==== TEXT SHOWN

MongoDB

MongoDB SQL Connector #

Scan Source: Bounded Lookup Source: Sync Mode Sink: Batch Sink: Streaming Append & Upsert Mode

The MongoDB connector allows for reading data from and writing data into MongoDB. This document describes how to set up the MongoDB connector to run SQL queries against MongoDB.

The connector can operate in upsert mode for exchanging UPDATE/DELETE messages with the external system using the primary key defined on the DDL.

If no primary key is defined on the DDL, the connector can only operate in append mode for exchanging INSERT only messages with external system.

Dependencies #

In order to use the MongoDB connector the following dependencies are required for both projects using a build automation tool (such as Maven or SBT) and SQL Client with SQL JAR bundles.

Maven dependency SQL Client
<dependency>
      <groupId>org.apache.flink</groupId>
      <artifactId>flink-connector-mongodb</artifactId>
      <version>1.1.2-1.19</version>
    </dependency>
Download

The MongoDB connector is not part of the binary distribution. See how to link with it for cluster execution here.

========
==== MATERIAL PROVIDED

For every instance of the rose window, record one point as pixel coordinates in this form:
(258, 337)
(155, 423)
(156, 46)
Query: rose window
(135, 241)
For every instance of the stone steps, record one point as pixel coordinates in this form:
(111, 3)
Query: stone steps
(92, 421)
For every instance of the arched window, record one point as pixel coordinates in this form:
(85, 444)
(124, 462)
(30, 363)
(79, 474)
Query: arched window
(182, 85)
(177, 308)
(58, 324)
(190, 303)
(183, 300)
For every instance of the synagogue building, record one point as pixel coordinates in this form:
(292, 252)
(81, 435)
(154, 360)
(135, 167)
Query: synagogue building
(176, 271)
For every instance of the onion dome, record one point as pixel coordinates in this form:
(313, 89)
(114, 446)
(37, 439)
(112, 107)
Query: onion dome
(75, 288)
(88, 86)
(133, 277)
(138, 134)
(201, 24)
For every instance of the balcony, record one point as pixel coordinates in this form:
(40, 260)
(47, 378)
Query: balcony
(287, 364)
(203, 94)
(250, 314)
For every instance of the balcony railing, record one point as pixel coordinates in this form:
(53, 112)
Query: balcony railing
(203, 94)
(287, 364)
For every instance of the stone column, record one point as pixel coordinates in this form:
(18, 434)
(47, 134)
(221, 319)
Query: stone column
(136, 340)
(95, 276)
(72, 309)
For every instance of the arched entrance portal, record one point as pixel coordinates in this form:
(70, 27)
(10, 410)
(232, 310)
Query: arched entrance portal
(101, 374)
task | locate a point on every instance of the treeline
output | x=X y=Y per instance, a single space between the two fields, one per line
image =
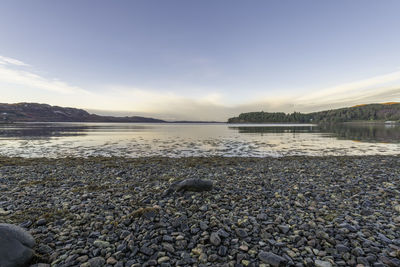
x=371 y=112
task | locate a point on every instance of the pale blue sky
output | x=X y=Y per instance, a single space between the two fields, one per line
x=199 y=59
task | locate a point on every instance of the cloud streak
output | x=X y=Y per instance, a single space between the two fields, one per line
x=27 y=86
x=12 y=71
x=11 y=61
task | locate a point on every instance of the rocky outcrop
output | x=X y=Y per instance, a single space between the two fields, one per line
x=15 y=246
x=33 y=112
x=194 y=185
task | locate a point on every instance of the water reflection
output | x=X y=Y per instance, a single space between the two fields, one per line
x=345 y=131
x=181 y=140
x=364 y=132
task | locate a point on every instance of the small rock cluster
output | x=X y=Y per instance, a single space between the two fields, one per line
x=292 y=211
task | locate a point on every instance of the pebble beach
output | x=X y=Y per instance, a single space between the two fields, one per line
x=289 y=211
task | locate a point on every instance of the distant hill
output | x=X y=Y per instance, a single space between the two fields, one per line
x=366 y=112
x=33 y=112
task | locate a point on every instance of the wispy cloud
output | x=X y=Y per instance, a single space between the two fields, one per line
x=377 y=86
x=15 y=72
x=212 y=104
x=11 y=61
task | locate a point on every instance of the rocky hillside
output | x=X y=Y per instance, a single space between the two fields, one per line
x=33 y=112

========
==== MATERIAL PROVIDED

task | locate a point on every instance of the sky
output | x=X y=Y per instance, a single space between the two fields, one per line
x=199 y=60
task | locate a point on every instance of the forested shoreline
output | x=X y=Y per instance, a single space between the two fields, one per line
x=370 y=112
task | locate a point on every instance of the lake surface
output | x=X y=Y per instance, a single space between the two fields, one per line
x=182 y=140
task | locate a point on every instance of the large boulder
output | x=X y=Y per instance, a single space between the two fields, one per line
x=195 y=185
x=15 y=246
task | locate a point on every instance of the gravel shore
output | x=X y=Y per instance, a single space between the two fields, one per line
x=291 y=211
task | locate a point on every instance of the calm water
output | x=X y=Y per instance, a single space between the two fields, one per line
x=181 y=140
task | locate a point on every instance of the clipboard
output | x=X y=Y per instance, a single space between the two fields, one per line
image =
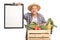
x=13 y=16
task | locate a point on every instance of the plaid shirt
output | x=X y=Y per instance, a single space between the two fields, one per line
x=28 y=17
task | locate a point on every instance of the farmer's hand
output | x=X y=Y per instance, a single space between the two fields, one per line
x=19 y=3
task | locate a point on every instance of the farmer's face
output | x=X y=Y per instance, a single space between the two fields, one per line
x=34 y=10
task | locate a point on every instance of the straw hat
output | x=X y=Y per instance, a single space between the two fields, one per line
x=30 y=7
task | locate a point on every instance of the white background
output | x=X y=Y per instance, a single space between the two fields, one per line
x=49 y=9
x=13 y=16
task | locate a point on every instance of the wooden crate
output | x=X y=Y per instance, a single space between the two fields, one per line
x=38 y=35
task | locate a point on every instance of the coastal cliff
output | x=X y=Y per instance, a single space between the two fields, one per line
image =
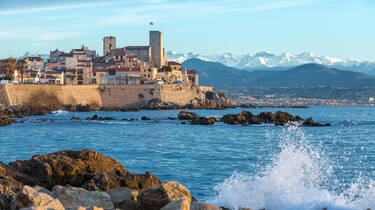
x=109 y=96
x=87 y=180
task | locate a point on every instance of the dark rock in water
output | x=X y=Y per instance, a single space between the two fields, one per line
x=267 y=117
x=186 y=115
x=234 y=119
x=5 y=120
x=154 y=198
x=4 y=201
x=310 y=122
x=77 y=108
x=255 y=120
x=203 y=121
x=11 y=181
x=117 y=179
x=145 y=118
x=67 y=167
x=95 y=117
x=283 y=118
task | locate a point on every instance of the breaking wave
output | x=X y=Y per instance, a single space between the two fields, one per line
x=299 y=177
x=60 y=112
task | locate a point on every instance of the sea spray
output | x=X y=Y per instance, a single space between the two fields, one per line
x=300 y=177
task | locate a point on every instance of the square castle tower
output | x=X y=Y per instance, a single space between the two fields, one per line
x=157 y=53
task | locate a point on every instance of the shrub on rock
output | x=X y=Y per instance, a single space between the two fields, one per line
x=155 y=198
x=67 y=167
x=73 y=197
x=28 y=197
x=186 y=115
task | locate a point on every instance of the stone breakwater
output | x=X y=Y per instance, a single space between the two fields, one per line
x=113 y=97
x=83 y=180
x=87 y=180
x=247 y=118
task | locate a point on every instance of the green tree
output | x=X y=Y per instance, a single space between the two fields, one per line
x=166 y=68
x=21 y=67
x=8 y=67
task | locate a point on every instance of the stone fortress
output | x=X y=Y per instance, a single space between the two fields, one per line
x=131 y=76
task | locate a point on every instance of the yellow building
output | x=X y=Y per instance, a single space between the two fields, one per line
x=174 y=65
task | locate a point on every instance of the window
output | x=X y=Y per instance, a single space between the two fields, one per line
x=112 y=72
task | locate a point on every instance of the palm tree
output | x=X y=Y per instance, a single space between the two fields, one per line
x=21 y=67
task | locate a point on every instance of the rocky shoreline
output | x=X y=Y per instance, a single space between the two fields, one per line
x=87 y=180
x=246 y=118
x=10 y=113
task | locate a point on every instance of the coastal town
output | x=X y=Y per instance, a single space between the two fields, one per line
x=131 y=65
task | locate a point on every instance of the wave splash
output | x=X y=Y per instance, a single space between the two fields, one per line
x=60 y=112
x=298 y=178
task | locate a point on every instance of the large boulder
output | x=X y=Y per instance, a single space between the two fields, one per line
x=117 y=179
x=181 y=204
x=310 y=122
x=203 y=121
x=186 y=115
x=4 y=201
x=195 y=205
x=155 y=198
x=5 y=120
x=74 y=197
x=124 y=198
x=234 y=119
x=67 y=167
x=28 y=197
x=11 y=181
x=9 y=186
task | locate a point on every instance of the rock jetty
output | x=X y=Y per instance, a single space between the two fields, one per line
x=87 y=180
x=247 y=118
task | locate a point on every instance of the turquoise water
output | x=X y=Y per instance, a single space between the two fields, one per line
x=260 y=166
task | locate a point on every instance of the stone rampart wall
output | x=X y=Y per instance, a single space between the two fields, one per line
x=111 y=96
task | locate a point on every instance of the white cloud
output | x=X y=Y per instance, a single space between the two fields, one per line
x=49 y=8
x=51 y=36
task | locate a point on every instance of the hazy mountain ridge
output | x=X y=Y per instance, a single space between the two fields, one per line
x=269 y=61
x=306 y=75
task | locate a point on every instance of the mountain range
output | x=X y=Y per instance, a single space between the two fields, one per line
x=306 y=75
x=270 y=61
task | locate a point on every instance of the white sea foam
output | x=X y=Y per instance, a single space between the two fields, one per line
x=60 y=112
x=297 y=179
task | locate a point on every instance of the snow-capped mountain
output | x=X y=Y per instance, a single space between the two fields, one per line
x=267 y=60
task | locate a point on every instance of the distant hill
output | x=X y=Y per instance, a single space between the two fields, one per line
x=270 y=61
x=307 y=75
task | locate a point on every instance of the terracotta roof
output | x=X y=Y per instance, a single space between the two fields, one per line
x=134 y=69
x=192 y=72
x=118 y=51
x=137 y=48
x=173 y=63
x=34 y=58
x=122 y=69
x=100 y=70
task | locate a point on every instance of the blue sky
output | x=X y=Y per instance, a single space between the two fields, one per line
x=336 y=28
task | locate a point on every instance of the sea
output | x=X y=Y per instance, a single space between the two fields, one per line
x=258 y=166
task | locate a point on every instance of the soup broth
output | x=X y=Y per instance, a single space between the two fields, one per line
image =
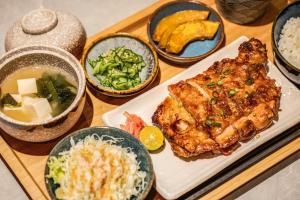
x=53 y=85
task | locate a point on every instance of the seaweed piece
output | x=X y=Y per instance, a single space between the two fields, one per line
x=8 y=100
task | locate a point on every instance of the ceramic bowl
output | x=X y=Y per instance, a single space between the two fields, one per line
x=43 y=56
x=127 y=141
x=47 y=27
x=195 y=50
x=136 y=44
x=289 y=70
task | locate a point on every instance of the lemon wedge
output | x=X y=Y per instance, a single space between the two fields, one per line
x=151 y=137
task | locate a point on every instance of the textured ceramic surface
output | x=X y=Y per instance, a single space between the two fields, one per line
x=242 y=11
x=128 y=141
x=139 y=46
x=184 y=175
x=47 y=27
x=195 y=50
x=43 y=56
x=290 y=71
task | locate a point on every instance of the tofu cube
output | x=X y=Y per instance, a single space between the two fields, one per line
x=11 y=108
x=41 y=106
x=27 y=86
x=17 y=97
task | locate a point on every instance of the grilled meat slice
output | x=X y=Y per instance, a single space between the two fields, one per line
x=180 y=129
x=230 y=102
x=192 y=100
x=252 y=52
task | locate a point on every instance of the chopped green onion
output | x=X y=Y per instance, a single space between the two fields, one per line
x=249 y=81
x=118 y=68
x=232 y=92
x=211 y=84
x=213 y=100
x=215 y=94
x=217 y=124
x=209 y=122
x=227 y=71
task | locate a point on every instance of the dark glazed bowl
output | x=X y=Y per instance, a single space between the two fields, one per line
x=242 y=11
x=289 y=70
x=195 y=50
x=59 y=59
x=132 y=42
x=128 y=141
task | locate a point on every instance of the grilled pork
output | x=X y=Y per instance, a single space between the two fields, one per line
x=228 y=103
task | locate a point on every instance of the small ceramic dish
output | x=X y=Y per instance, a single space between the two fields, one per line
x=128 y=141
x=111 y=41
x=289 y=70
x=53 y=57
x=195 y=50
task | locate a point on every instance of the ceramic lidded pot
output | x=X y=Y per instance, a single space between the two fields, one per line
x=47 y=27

========

PROBLEM DESCRIPTION: Could you carry the MongoDB connector documentation above forward, picking up right after its last sentence?

REPLY TO THE TASK:
How to create a MongoDB table #

The MongoDB table can be defined as following:

-- register a MongoDB table 'users' in Flink SQL
CREATE TABLE MyUserTable (
  _id STRING,
  name STRING,
  age INT,
  status BOOLEAN,
  PRIMARY KEY (_id) NOT ENFORCED
) WITH (
   'connector' = 'mongodb',
   'uri' = 'mongodb://user:password@127.0.0.1:27017',
   'database' = 'my_db',
   'collection' = 'users'
);

-- write data into the MongoDB table from the other table "T"
INSERT INTO MyUserTable
SELECT _id, name, age, status FROM T;

-- scan data from the MongoDB table
SELECT id, name, age, status FROM MyUserTable;

-- temporal join the MongoDB table as a dimension table
SELECT * FROM myTopic
LEFT JOIN MyUserTable FOR SYSTEM_TIME AS OF myTopic.proctime
ON myTopic.key = MyUserTable._id;

Connector Options #

Option Required Forwarded Default Type Description
connector
required no (none) String Specify what connector to use, here should be 'mongodb'.
uri
required yes (none) String The MongoDB connection uri.
database
required yes (none) String The name of MongoDB database to read or write.
collection
required yes (none) String The name of MongoDB collection to read or write.
scan.fetch-size
optional yes 2048 Integer Gives the reader a hint as to the number of documents that should be fetched from the database per round-trip when reading.
scan.cursor.no-timeout
optional yes true Boolean MongoDB server normally times out idle cursors after an inactivity period (10 minutes) to prevent excess memory use. Set this option to true to prevent that. However, if the application takes longer than 30 minutes to process the current batch of documents, the session is marked as expired and closed.
scan.partition.strategy
optional no default String Specifies the partition strategy. Available strategies are `single`, `sample`, `split-vector`, `sharded` and `default`. See the following Partitioned Scan section for more details.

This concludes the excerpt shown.